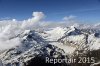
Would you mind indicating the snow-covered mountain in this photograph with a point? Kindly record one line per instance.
(57, 42)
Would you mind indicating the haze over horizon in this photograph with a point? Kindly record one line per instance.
(55, 10)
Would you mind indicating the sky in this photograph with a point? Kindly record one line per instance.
(55, 10)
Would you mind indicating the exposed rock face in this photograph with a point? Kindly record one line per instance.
(36, 46)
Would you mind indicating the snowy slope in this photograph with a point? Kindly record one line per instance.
(53, 43)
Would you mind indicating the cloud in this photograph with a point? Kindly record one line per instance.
(37, 16)
(69, 18)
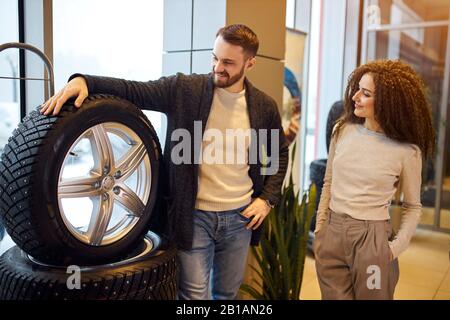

Goal
Reproduce every one of the rows above verbatim, omitting the pictures.

Output
Would you mind indicating the snow-covered mountain in this photograph with a point? Kindly record one line per instance.
(57, 42)
Would you mind indicating the haze over horizon in this photograph with a point? Kindly record one line per instance.
(55, 10)
Would you mind indicating the sky in this photograph with a point? Kindly record one line per instance.
(55, 10)
Would you mind indicating the exposed rock face in this photograph with a point? Kindly record one line per instance.
(36, 46)
Would you mind indicating the snowy slope in this photograph with a point? Kindly record one line per instance.
(53, 43)
Would you mind indicating the cloud in this photograph with a point? Kindly record one line per instance.
(37, 16)
(69, 18)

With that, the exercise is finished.